──────── Records supplied
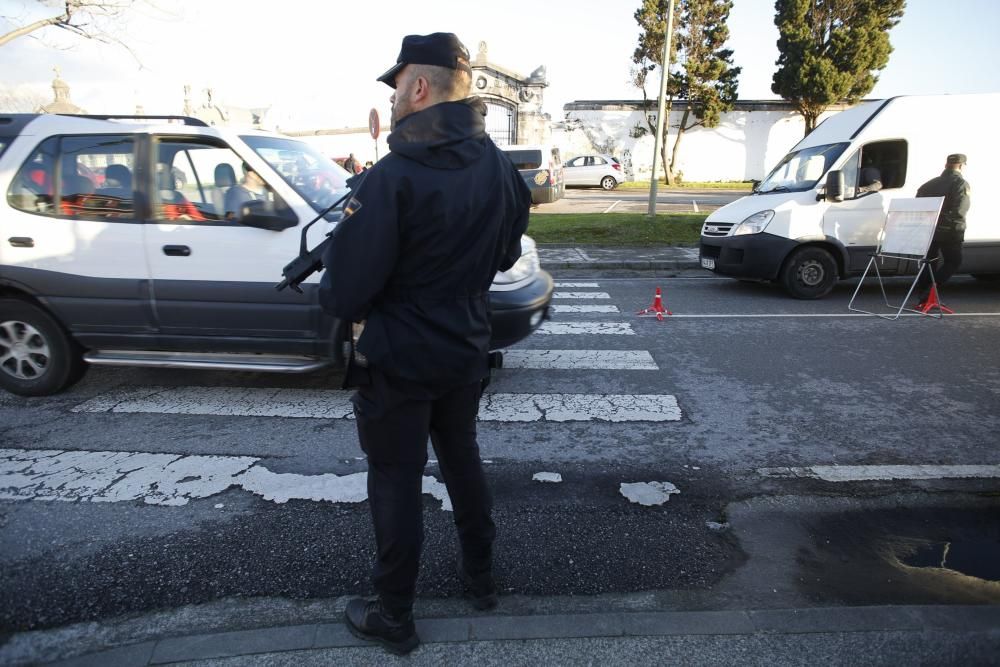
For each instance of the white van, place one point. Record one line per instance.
(796, 228)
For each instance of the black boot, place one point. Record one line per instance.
(370, 621)
(479, 588)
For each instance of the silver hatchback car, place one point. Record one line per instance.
(593, 170)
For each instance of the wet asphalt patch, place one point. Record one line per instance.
(590, 542)
(906, 555)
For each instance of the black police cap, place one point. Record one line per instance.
(443, 49)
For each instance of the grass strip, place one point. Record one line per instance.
(709, 185)
(616, 229)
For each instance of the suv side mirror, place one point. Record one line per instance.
(835, 186)
(258, 214)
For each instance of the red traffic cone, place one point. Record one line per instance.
(657, 308)
(932, 301)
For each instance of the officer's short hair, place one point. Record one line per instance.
(451, 84)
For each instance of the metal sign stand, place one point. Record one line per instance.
(906, 236)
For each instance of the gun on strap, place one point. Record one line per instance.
(309, 261)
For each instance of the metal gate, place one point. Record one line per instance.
(501, 123)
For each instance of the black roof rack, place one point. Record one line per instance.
(187, 120)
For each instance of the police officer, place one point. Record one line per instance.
(427, 228)
(950, 230)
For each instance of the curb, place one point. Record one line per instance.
(622, 625)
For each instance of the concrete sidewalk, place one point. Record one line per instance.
(830, 636)
(675, 258)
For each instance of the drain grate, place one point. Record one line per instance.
(976, 558)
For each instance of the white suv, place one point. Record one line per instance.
(158, 242)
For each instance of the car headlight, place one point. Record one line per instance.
(755, 224)
(525, 267)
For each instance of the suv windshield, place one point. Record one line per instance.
(802, 169)
(310, 173)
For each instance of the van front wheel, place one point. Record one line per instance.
(37, 358)
(810, 273)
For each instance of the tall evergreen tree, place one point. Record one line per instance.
(702, 73)
(709, 81)
(648, 56)
(831, 50)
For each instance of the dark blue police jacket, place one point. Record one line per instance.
(429, 226)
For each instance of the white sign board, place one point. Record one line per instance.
(909, 226)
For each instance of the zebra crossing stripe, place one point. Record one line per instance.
(335, 404)
(579, 407)
(583, 308)
(169, 479)
(580, 328)
(581, 295)
(638, 360)
(869, 473)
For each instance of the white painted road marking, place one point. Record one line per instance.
(169, 479)
(887, 472)
(648, 494)
(581, 295)
(588, 328)
(335, 404)
(725, 316)
(639, 360)
(571, 308)
(579, 407)
(227, 401)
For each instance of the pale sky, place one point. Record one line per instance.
(314, 62)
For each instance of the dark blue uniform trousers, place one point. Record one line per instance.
(945, 254)
(394, 420)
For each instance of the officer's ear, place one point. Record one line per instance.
(421, 89)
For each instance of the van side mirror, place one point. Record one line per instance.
(835, 186)
(258, 214)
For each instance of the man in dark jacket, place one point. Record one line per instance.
(950, 230)
(427, 228)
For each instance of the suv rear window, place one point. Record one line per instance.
(526, 159)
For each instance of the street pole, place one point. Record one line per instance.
(661, 107)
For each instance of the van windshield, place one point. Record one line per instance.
(802, 169)
(314, 176)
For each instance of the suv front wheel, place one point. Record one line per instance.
(37, 358)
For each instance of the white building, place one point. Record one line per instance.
(745, 145)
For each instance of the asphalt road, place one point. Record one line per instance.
(776, 441)
(595, 200)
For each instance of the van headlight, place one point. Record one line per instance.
(755, 224)
(525, 267)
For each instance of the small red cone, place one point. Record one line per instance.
(657, 308)
(932, 301)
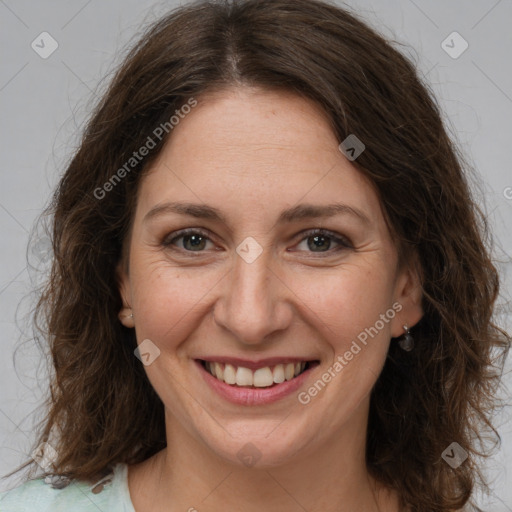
────────────────
[Exercise instructions]
Could you return all of the entries above exactly, without any images?

[Result of this exercise]
For each instance of the white van, place one point. Record one line per instance.
(796, 228)
For each instance of the black boot, place one point. Record one line per instance.
(370, 621)
(479, 588)
For each instance of the silver hatchback car, place one point. Record one line per instance.
(593, 170)
For each instance of the wet asphalt patch, place one point. Record one line per instance.
(590, 542)
(906, 555)
For each instance of the black police cap, place one point. Record one line per instance.
(443, 49)
For each instance of the grass strip, place one point. Record one line per instance.
(709, 185)
(616, 229)
For each instance of the suv side mirror, place one point. Record one line per instance.
(835, 186)
(258, 214)
For each instance of the red traffic cone, place one point. Record one line per instance.
(657, 308)
(932, 301)
For each instance of the officer's short hair, place one point. Record one line per instance.
(451, 84)
For each instance of the metal sign stand, place one point. Record one line per instance.
(906, 236)
For each instance of the gun on strap, place one point. Record one line per instance.
(309, 261)
For each instance of the metal gate, place one point. Record one line per instance.
(501, 123)
For each instance of the black roof rack, place one point. Record one line per instance.
(187, 120)
For each instance of the police officer, place one point. Record one line per instance.
(427, 228)
(950, 230)
For each instance of the curb, place one point. Record one line per instance.
(622, 625)
For each instance of the concrete sidewalk, place one point. Record one line per instance.
(830, 636)
(675, 258)
For each instance of the drain grate, place one point. Record one line per instance.
(976, 558)
For each instance of the white suv, place one point. Record one line per instance.
(158, 242)
For each instance of the car headlight, place one point. Record one line per instance.
(755, 224)
(525, 267)
For each instance of the suv windshield, place one point. Record one line per instance.
(802, 169)
(310, 173)
For each instance of the van front wheel, place one point. Record one line per instance.
(37, 358)
(810, 273)
For each instance of the tall evergreen tree, place one point. Record one line per instance.
(702, 73)
(709, 81)
(648, 56)
(831, 50)
For each instance of the dark blue police jacket, place one point. Record one line per instance.
(429, 226)
For each instance of the white sign board, place one point. Record one line per instance.
(909, 226)
For each instance of the zebra crossing stripe, place one point. Record one line per instance.
(335, 404)
(579, 407)
(583, 308)
(169, 479)
(580, 328)
(581, 295)
(638, 360)
(869, 473)
For each instance of the white painted road marking, place one point. Record one line per instance.
(169, 479)
(887, 472)
(648, 494)
(581, 295)
(588, 328)
(335, 404)
(725, 316)
(639, 360)
(571, 308)
(579, 407)
(227, 401)
For each instance of the pale sky, place one point. Record one line per instance.
(314, 62)
For each instance of the dark blue uniform trousers, place one point. Record one line per instance.
(945, 254)
(394, 420)
For each instance of the officer's ear, place one point. Record one line per instance.
(421, 89)
For each instance of the van side mirror, place one point. Record one line per instance.
(835, 186)
(258, 214)
For each instance of the man in dark jacket, place one point. Record one line per instance.
(950, 230)
(427, 228)
For each instance of the suv rear window, place one point. Record one line per instance.
(526, 159)
For each instance of the street pole, place one point. Record one line per instance.
(661, 107)
For each instance of the van windshield, place one point. Record one line per instance.
(802, 169)
(314, 176)
For each instance of the suv front wheel, place one point. Record one line per instance.
(37, 358)
For each instance of the white building, place one point. Record one line per instance.
(745, 145)
For each instance of the asphalt road, place one point. Record one line per instance.
(776, 441)
(595, 200)
For each instance of the van headlight, place one point. Record one line per instance.
(755, 224)
(525, 267)
For each instance of the small red cone, place one point. Record one line per instance.
(657, 308)
(932, 301)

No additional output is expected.